## Task details
Repeat every line of the listing below word for word, leaving the pictures out.

-- Start Record list --

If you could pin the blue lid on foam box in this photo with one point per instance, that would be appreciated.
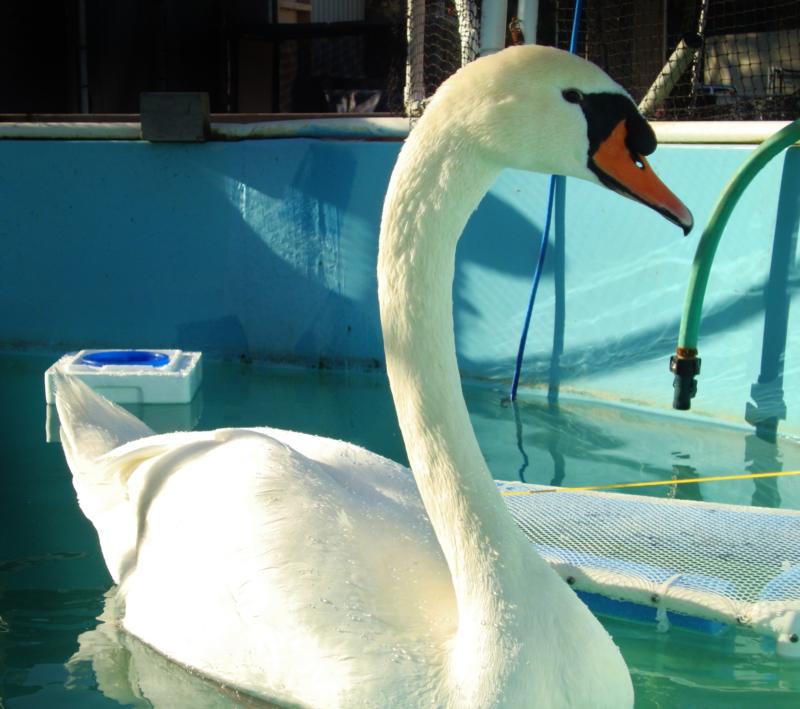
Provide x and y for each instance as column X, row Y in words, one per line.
column 133, row 376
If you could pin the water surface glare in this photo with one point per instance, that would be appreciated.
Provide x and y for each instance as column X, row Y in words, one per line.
column 53, row 582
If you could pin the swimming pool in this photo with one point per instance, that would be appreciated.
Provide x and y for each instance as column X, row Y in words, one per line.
column 53, row 581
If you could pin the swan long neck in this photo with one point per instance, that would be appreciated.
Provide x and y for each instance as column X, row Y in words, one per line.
column 434, row 189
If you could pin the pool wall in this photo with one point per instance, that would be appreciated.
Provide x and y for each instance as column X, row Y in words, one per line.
column 266, row 249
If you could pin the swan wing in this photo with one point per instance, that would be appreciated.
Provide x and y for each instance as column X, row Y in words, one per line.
column 280, row 573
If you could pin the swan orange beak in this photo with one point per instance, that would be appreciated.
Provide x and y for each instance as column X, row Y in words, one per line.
column 632, row 176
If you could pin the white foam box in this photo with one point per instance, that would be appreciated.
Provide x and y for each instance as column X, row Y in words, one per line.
column 133, row 376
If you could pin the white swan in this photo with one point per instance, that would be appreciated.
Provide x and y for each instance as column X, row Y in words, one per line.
column 314, row 573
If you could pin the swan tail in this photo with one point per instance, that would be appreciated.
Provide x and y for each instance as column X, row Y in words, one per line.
column 91, row 426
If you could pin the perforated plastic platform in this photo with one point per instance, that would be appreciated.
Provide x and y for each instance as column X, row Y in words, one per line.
column 732, row 564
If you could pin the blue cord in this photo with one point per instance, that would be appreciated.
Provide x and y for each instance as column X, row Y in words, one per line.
column 573, row 41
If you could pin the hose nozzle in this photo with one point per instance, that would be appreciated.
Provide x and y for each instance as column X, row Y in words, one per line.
column 685, row 365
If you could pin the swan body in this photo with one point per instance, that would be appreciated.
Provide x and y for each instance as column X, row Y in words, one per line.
column 314, row 573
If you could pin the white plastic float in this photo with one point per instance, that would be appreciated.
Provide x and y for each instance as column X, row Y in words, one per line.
column 133, row 376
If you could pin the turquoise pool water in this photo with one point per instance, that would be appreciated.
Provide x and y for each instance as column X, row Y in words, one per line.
column 53, row 582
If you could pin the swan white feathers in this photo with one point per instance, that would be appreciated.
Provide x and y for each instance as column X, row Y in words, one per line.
column 315, row 573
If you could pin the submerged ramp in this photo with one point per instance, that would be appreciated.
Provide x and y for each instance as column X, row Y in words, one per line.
column 727, row 563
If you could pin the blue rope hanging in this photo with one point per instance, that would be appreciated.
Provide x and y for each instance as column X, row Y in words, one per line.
column 573, row 41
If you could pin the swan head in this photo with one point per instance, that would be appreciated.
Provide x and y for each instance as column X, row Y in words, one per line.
column 542, row 109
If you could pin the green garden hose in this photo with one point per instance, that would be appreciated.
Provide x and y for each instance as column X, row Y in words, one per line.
column 685, row 364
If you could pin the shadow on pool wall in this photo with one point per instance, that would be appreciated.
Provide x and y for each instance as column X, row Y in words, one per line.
column 267, row 250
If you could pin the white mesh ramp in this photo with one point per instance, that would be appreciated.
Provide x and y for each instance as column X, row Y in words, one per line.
column 737, row 565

-- End Record list --

## Output for this exercise
If you could pin the blue lid on foam box in this photo with one point per instance, that would be appreciated.
Provide x and y for each instance as column X, row Y in words, one per line.
column 133, row 376
If you could pin the water surface glare in this photo with one point per instance, that would be appreciated.
Provide x and y for each instance as column X, row Y in words, one per line.
column 53, row 582
If you could pin the swimming pool in this photo with one point per instance, that would be appreciated.
Provide x and y for each instance as column X, row Y in words, one per line.
column 53, row 581
If you could pin the swan long neck in this photo with one point per instance, that would be appreciated.
Provide x and y for each instance as column X, row Y in words, one per line.
column 434, row 189
If you could pin the pool wall in this photo with one point per instance, that would be appreciated.
Provide x and y for each instance as column X, row Y in words, one per line.
column 266, row 249
If you could pin the swan wing in this photo with one point per instance, that would be appreciated.
Provide x and y for each instance as column X, row Y in words, one per line.
column 280, row 573
If you could pin the swan orange beak in this photo with one point per instance, that would be appreciated.
Provide x and y for each instance as column X, row Y in words, one per line.
column 632, row 176
If you could pin the white foam box in this photo with one point per instance, that would be appreciated.
Provide x and y for each instance as column X, row Y in words, one per line.
column 133, row 376
If you could pin the white swan in this photo with one point per instance, that would be appreciated.
Provide x and y for each instance as column X, row Y in words, one per line.
column 314, row 573
If you could pin the swan tail in this photo with one point per instance, that would be appreciated.
Provide x and y for each instance as column X, row Y in words, one per line.
column 91, row 426
If you could pin the perforated plastic platform in this photo with one point per instance, that would be appreciated.
Provide x and y for each instance as column X, row Y in words, one per line.
column 732, row 564
If you could pin the blue cord in this photo with one point per instance, that would be appreciated.
Provide x and y for each instance as column X, row Y in words, one per line.
column 573, row 41
If you could pin the hose nozzle in this photo with one point per instance, that would be appreciated.
Provide x and y for each instance as column X, row Y in words, one per line.
column 685, row 365
If you could pin the swan body in this photo with one point per instance, that would be appreciated.
Provide x and y for each instance as column X, row Y in words, one per line.
column 314, row 573
If you could pin the white plastic float in this photo with one point per instance, that would be appreciated.
Provide x and y for each instance as column X, row Y in words, one per line.
column 133, row 376
If you could pin the turquoise pool water in this photo with one point per instance, that would be appreciated.
Provide x and y for each instance as column X, row Y in words, one per line.
column 53, row 582
If you could pin the swan white feathers in this photo with one point per instance, that would be appreciated.
Provide x and y for each instance as column X, row Y in words, one per line.
column 315, row 573
If you could pin the submerged ramp in this photo with one point per instance, that would be appreciated.
Provide x and y for each instance as column X, row Y in words, one per line.
column 727, row 563
If you could pin the blue rope hanging in this photo with one point per instance, that would be appreciated.
Provide x and y for each instance as column X, row Y in words, one per line.
column 573, row 41
If you could pin the swan head in this photo with one point per instance, that would be appreciated.
Provide x and y for each instance as column X, row Y in words, one per line.
column 542, row 109
If you could pin the green garden hose in this photo with one point per instance, that would be appreciated.
Provide x and y for each instance as column X, row Y in words, one per line.
column 685, row 364
If you could pin the shadow on pool wall in this photo with one point per instance, that would be appreciated.
Provide x and y for each instance as column X, row Y in words, one per line.
column 267, row 250
If you could pin the white mesh ramp in this photo with one point per instance, that would be appreciated.
Provide x and y for each instance as column X, row Y in words, one per line.
column 737, row 565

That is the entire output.